**Task description:** Count every line in this listing that has "knob". Reply with only the total.

*** Opening of Raw data ***

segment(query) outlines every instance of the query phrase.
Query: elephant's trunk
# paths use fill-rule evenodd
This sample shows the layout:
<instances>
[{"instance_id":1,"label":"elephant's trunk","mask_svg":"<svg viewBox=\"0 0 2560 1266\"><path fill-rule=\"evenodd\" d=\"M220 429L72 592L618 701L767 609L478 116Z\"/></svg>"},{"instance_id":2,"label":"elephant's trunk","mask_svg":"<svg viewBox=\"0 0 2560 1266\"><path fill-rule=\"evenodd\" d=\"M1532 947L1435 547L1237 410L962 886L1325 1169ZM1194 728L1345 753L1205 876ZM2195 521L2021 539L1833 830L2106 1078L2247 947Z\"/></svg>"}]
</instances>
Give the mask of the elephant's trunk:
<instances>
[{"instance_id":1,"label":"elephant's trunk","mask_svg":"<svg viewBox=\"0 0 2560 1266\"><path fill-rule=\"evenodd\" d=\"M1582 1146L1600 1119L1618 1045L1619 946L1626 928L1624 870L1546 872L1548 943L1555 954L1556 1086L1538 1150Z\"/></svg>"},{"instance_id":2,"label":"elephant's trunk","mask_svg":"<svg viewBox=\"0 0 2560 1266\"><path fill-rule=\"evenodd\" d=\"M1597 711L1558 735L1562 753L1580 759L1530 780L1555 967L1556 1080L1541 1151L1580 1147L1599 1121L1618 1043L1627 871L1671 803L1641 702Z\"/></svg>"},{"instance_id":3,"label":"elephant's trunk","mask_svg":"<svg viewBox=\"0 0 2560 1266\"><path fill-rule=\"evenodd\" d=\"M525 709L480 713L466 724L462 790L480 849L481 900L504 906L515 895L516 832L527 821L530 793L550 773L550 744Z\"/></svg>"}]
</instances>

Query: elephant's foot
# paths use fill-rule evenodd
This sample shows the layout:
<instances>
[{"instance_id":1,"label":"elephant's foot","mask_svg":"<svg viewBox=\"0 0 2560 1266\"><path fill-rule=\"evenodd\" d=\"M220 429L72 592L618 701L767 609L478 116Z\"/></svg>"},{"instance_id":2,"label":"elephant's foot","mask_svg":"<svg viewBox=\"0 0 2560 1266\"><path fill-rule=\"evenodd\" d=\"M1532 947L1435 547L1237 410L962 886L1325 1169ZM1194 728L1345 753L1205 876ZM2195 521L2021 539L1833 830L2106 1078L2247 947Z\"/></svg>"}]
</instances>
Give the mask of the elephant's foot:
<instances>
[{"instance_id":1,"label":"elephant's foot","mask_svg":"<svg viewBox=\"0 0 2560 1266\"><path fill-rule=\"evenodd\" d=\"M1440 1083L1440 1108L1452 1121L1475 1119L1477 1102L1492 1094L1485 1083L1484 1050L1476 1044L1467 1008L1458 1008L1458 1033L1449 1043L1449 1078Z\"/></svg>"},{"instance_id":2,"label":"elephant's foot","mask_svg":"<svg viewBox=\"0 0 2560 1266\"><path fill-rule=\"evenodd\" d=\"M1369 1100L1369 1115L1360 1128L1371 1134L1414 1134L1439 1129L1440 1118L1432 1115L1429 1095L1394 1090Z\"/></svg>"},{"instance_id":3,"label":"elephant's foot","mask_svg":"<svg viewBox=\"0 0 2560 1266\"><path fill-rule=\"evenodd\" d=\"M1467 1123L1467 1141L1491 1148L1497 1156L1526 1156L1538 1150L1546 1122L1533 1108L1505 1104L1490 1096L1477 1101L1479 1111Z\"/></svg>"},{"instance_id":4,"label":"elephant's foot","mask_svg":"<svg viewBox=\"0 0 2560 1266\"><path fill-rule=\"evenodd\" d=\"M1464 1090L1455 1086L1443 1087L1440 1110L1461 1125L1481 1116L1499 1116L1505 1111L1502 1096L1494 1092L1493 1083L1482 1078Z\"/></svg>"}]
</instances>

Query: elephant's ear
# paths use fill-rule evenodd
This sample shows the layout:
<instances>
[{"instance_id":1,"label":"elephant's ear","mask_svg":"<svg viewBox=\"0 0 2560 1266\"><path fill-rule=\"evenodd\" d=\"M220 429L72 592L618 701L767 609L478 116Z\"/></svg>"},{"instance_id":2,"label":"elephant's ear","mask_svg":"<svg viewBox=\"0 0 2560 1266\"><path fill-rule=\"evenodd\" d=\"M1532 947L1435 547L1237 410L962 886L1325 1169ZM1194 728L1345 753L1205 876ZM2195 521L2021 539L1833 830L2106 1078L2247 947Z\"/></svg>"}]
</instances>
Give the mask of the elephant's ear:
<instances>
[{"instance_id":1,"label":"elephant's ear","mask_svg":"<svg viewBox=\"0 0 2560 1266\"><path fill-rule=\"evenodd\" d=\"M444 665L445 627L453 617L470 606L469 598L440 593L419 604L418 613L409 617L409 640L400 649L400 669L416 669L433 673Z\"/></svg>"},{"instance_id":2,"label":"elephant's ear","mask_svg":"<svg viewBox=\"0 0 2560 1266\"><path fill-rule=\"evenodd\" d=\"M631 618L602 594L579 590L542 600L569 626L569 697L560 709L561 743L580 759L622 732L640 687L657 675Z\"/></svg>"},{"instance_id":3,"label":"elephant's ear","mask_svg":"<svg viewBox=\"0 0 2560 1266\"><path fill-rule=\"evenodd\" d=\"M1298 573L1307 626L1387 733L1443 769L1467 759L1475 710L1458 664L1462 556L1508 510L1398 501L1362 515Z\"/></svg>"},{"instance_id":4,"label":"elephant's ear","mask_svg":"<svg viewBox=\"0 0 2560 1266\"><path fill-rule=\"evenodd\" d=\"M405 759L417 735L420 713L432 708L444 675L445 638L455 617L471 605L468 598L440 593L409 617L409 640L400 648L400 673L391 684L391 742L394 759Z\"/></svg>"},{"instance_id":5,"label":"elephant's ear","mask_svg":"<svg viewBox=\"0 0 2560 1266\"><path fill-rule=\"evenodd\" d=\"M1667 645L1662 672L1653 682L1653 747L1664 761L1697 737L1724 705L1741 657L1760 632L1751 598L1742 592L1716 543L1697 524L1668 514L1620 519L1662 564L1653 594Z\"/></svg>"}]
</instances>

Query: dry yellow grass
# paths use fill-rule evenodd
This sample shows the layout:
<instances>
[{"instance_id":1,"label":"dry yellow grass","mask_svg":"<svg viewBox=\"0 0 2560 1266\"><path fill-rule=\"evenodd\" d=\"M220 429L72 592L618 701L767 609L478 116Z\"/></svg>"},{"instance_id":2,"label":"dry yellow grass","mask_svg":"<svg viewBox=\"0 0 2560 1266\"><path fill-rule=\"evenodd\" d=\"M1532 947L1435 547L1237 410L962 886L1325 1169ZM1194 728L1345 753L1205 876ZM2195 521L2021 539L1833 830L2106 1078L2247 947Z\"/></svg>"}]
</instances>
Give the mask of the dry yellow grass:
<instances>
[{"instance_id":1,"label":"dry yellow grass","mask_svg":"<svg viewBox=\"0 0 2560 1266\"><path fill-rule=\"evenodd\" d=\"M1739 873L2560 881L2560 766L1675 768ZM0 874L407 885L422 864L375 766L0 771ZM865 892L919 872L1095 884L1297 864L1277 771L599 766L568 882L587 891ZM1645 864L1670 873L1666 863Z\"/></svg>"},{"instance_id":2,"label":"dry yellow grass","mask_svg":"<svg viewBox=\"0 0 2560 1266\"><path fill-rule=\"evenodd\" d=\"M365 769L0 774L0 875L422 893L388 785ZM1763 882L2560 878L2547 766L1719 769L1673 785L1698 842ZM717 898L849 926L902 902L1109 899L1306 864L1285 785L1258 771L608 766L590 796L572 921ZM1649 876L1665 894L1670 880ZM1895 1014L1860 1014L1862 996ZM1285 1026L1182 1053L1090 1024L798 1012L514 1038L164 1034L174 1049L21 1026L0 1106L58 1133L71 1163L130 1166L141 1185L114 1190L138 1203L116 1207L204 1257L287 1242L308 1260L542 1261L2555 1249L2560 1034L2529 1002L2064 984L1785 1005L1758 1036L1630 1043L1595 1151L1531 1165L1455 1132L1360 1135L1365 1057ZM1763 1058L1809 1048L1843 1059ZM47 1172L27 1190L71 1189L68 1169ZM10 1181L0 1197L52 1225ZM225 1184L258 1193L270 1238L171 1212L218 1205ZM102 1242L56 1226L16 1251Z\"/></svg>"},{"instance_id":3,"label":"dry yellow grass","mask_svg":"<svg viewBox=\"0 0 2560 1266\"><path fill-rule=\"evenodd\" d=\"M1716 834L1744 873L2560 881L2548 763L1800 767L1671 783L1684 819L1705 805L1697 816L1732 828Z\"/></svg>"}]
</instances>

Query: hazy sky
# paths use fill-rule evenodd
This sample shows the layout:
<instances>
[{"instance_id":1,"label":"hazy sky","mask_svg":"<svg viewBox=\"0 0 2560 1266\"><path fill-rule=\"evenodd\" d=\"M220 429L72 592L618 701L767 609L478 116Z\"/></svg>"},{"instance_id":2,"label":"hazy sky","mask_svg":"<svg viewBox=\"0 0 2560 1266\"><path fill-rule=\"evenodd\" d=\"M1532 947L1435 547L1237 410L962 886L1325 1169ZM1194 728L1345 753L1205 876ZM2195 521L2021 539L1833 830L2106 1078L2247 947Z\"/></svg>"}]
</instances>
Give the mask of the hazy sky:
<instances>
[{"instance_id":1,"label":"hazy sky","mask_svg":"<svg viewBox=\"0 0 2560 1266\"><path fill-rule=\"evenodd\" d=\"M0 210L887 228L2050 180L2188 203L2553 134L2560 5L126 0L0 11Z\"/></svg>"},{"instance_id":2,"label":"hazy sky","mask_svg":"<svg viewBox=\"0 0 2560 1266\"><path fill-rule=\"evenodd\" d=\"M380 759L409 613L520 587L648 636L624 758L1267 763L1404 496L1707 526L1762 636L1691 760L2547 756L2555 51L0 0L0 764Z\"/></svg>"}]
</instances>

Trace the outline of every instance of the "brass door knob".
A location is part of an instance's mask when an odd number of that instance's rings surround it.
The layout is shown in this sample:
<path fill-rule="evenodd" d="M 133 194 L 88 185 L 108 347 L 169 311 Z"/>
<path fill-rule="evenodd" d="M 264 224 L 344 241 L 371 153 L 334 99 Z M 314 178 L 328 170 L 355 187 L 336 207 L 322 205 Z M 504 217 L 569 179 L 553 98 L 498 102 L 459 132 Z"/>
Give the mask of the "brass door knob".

*** Close of Raw data ***

**Exercise answer:** 2